What you return must match the entries exactly, except that the pictures are gone.

[[ DATASET CONTENT, beginning ]]

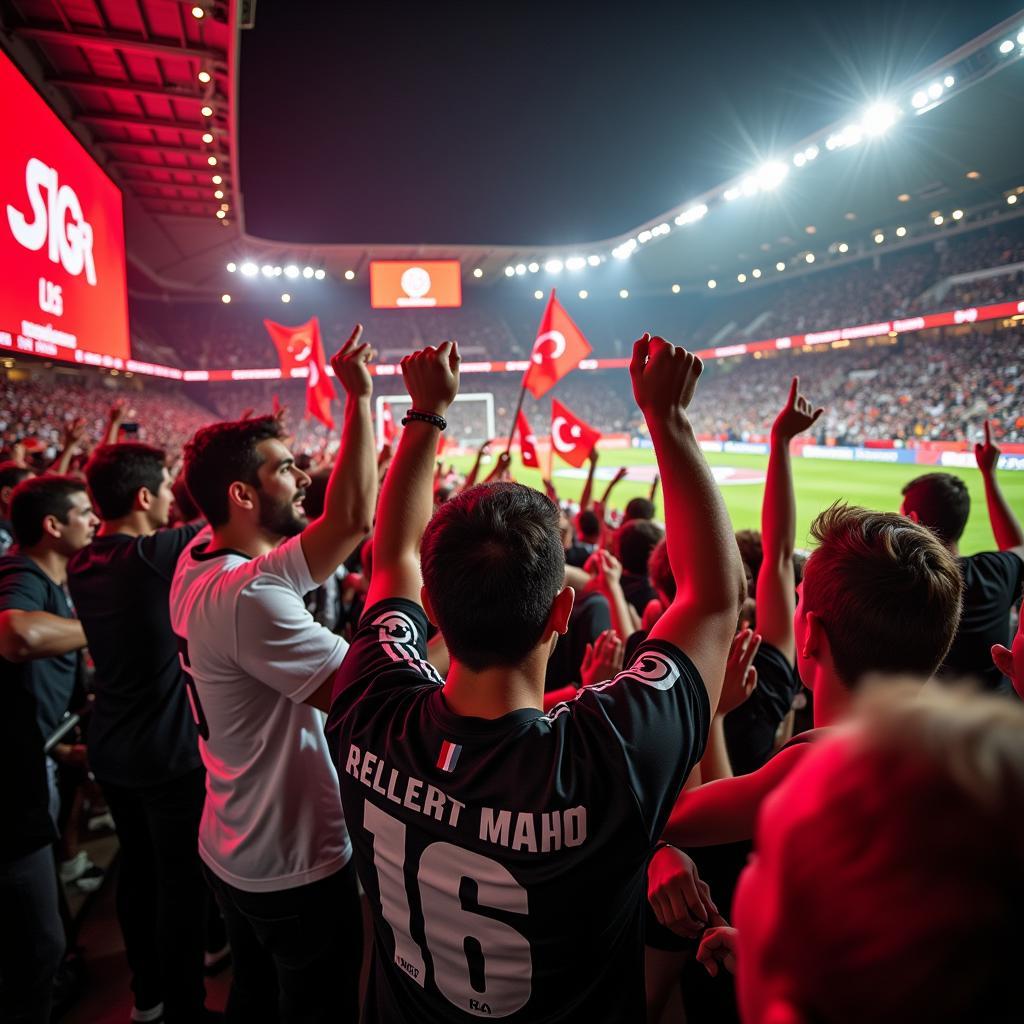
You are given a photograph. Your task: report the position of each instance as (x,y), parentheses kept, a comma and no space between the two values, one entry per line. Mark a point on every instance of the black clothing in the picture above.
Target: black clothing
(497,854)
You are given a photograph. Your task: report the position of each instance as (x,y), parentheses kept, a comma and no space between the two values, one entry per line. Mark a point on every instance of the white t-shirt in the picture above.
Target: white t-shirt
(272,816)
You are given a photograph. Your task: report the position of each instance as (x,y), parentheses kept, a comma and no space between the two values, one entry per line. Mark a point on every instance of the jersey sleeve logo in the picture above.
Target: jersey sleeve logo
(397,636)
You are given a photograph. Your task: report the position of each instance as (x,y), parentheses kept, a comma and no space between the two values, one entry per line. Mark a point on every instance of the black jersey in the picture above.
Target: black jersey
(505,860)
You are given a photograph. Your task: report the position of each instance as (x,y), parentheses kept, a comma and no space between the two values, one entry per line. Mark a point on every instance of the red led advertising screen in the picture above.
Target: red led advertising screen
(403,285)
(62,287)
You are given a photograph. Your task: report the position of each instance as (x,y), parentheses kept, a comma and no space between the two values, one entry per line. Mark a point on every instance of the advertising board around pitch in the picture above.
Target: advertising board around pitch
(62,287)
(431,284)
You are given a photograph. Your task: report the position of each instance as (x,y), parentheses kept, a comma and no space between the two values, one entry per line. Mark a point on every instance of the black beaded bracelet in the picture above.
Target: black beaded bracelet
(432,418)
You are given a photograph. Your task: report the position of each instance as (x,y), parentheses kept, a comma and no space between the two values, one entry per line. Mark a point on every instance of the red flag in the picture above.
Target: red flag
(388,430)
(558,348)
(571,437)
(527,441)
(320,390)
(294,344)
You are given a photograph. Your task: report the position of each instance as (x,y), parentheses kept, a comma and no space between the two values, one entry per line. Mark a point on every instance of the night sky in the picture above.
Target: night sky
(547,123)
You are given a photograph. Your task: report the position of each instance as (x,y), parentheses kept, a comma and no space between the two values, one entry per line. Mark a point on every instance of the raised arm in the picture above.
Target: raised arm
(407,501)
(1006,525)
(351,492)
(26,636)
(702,553)
(776,584)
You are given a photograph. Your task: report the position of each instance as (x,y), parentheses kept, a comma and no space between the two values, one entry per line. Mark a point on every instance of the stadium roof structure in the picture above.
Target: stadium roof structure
(151,86)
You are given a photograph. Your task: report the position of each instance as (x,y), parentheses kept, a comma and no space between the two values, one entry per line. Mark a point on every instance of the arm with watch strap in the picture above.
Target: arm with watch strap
(431,377)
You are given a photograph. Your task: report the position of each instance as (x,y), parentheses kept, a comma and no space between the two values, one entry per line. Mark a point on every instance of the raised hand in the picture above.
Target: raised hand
(350,366)
(740,676)
(797,416)
(602,658)
(988,454)
(680,900)
(665,377)
(431,377)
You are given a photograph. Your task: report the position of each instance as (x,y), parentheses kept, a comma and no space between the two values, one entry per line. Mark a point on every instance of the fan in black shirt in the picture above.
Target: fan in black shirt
(501,847)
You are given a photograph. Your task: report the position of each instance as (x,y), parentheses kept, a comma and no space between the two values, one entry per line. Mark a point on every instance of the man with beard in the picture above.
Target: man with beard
(272,838)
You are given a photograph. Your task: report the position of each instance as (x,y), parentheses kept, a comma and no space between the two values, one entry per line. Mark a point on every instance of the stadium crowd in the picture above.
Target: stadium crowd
(537,737)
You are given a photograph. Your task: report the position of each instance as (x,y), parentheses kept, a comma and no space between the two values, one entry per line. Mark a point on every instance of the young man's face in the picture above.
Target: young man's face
(81,525)
(282,488)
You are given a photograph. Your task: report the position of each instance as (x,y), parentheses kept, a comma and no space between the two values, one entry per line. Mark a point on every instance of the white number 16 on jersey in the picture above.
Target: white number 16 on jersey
(505,985)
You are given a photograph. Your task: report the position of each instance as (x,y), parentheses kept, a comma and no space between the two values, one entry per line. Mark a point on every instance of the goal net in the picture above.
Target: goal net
(471,417)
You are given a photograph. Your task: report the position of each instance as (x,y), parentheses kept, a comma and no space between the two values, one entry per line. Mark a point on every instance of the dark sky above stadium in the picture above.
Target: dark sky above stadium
(551,123)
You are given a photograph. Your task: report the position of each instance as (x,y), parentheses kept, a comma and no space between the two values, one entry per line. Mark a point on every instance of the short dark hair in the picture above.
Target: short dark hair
(887,592)
(493,564)
(941,503)
(221,454)
(12,473)
(638,508)
(589,524)
(116,472)
(637,539)
(37,498)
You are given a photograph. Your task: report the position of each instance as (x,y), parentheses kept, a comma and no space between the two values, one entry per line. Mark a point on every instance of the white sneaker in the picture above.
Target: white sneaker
(147,1016)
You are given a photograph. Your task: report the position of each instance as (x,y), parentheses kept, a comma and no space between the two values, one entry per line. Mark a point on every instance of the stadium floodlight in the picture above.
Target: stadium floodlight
(879,118)
(771,174)
(692,214)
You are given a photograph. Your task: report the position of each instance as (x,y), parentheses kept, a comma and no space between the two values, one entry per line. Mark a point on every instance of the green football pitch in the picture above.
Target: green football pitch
(818,483)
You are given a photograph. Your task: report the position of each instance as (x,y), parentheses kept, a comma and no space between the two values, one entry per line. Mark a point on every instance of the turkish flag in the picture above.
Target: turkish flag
(571,437)
(388,430)
(320,390)
(527,441)
(558,348)
(294,344)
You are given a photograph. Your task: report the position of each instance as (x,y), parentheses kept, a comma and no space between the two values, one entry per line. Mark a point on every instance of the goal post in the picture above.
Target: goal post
(470,417)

[[ DATASET CONTENT, end ]]

- [WRITTEN REPLY]:
You are given a photograph. Your task: report the position of each instance as (x,y), parentheses kept, a comma and no space between the two values, one entry per line. Mark a point on every instance of the black clothing in the picture above.
Target: black clothing
(497,854)
You are given a photograph. Your task: report the position of each instance as (x,y), parentheses kept, a comma and no space between the two values, one entry per line. Mark a point on every instance of the white t-shirt in the picture above.
Target: white t-shirt
(272,816)
You are given a photograph. Your task: report the position of each instance as (x,y), parentheses kept, a comma and no space between the two values, one entry per line. Mark a point on every instance of the jersey sleeve logo in the picture above.
Target: jersey sleeve logo
(397,636)
You are given a photograph. Your task: report the position of each instance as (x,y), parentheses kept, a comma and no space between the two values, one entry per line. Mark a point on every instance of the black jersey in the picture above.
Target: black jersey
(505,860)
You are given a photograph. Your task: report the position of each instance as (x,y), parentheses kept, a comma and no space between the two values, one entry per line. Mark a point on every instance of the red led advertising screen in the picture above.
Target: red led advertising screen
(403,285)
(62,287)
You are given a photograph. Your task: report the position of each instance as (x,y), parentheses kept, a comma and no space between the two values, one entry per line. Mark a point on every instance of the advertising board around pitch in the picture above.
Target: advertising board around pitch
(62,287)
(431,284)
You are given a photograph. Your task: report the position of each instance as (x,y), parentheses kept, a comma and no space between the two values, one entry per line. Mark a point on every instance of the black beaded bracelet in the picture above.
Target: black beaded bracelet
(432,418)
You are given a photograph. Your task: report the position of each instance as (x,y), parentheses kept, a comma and no space between the two values, one entry per line. Mark a point on every instance of the red flag in the picture above.
Target: red flag
(388,430)
(558,348)
(571,437)
(527,441)
(320,390)
(294,344)
You are given a photograph. Your task: report the position of each instance as (x,y), parentheses kept, a comma and no space between the two values, one entry per line. Mark a point on every instance of the night sky in the picture above.
Target: night sky
(547,123)
You are given a photograph. Your task: report the position of each instance as (x,y), parentheses kept, a comma and no space between the two values, one entry per line. Mark a point on every instance of the raised arm in the picture above.
Target: raised arm
(407,501)
(1006,525)
(351,492)
(26,636)
(702,553)
(776,584)
You are given a photograph. Your task: report the position of each instance as (x,y), parentheses kept, a comma and no space between the two values, one entry per line. Mark a point on every instance of the stadium roof structure in the picture above.
Target: stadium roof structure
(151,86)
You are given a photograph. Your task: report the position of each instance as (x,y), parentheses kept, a comma and no space between the two values, one entry per line. Mark a point on every instance of the arm with watch strap in the picture above.
Target: arm with watch strap
(431,377)
You are given a photograph. Your task: report the position of each instance as (x,y), parentheses kept, a comma and no space between the two values, one entry per line. Mark a point on every instance of the raised hand in the picture above.
Target: raised hand
(350,366)
(740,676)
(797,416)
(602,658)
(988,454)
(680,900)
(665,377)
(431,377)
You are given a photograph. Your task: report the position of each instance as (x,y), parentheses kept, a comma and no space between the two values, one entry per line. Mark a point on every instance of the fan in black shirt in the picture above.
Target: fan in black shirt
(501,847)
You are given a photograph. Your task: report the position of each instance as (x,y), parentheses kept, a comma and no space between the two values, one entry per line. Mark a point on every instance of the man with beard in the picture above.
Target: man with beard
(272,838)
You are given a photograph. Your task: report the position of each instance as (x,y), parentheses kept, a comma and no space between the two values, one entry per line. Mark a point on every instance of the stadium crowd in the picture above.
Target: stadium crowd
(537,737)
You are given a photograph. Your task: report the position of each instance as (x,y), parentheses kept, a comma and no space between the two values, one entry per line. Mark a point on every instance of the young man's face in the picture above.
Target: young man's face
(81,525)
(282,488)
You are given a photograph. Your task: report the position of each instance as (x,y), parentheses kept, a comma and no space between the two values, one entry per line. Mark a point on every instance of the white number 16 on jersey in the picture above.
Target: white number 16 on jersey
(505,985)
You are given a photograph. Your task: report the position of each instance as (x,y), parentheses kept, a comma and no space between the two values, one entry per line. Mark a point on every instance of the goal net in the picture above.
Target: goal net
(471,417)
You are given a photograph. Your task: report the position of each instance as (x,y), parentheses kept, a comma and no space between the two values, one entry per line. Mark a point on every instance of the dark sky above stadium in the picture above.
Target: dark sky above stadium
(551,123)
You are given a photograph. Your task: report the position of each instance as (x,y), parentheses kept, a comma and no space between the two values, one entry per line. Mark a point on every instance of the short dark hair in the picture above.
Target: short dark hair
(887,592)
(493,564)
(941,503)
(221,454)
(12,473)
(638,508)
(589,524)
(116,472)
(637,539)
(37,498)
You are given a photograph. Your task: report the position of each instance as (x,y), parentheses kept, a comma and no space between the two values, one entry per line. Mark a point on every instance of the white sneaker in the picture above.
Target: white sneaker
(147,1016)
You are given a photograph. Your task: report the position of each instance as (x,y), parentheses kept, a comma and no space between the two values, one entry per line. Mark a point on every instance of the stadium floodlight in the picture above.
Target: stadium floodlight
(879,118)
(771,174)
(692,214)
You are given a photograph. Your task: report the position of each instance as (x,y), parentheses kept, a comma and no space between the two values, one entry per line. Mark a point on every instance of the green football pitch in the picture above.
Target: green football pitch
(818,483)
You are given a photograph. Your task: report the position of each instance as (x,y), parentheses kept, a comma and no space between the two values, one entry per line. Mark a point on every instance of the turkish flag in the picture above.
Target: turkish flag
(571,437)
(388,430)
(320,390)
(527,441)
(558,348)
(294,344)
You are given a photograph. Your task: report the position of each instance as (x,y), parentheses kept, a comma and no space between the two values, one entry per line. Mark a point on every instance of the goal post in the picture above.
Target: goal post
(470,417)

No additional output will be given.